Task description: Copy out only the stretch of material from the line containing "I'm trying to find any chair" through the line containing "[233,207,278,285]", switching "stainless steel" to "brushed aluminum" and keeping everything else the same.

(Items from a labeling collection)
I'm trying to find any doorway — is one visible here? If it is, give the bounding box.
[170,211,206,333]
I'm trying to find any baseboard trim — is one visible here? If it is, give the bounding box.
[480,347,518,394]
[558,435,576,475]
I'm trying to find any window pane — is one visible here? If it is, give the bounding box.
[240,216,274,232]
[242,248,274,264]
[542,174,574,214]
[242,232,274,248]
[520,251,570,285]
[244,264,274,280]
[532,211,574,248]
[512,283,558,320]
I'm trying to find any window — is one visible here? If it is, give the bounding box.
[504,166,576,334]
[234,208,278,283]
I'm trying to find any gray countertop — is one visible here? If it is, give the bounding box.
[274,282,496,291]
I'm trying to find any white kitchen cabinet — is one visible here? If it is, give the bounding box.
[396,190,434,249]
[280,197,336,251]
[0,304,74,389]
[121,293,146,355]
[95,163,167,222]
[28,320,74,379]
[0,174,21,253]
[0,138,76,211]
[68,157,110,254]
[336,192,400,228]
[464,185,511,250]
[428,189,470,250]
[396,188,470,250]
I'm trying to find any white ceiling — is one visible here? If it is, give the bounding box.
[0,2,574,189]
...
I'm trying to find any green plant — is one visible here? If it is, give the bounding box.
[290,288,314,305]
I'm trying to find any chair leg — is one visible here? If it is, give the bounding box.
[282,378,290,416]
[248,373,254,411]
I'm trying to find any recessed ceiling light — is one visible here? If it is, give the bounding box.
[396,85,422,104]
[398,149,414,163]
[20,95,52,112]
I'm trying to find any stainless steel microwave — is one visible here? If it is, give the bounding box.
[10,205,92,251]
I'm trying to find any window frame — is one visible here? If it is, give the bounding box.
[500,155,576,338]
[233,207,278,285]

The solution:
I'm trying to find any chair leg — is one visible here? If it is, give the bounding box.
[282,378,290,416]
[248,373,254,411]
I'm trying to find any recessed ceiling light — is one visible here? If it is, give the bounding box.
[396,85,422,104]
[398,149,414,163]
[20,95,52,112]
I'm trying to find any brushed aluminum microwave — is one visible here? If it is, give the bounding box.
[10,205,92,251]
I'm trying to find any window frame — is one visible here? If it is, give the bounding box.
[500,155,576,338]
[233,207,278,285]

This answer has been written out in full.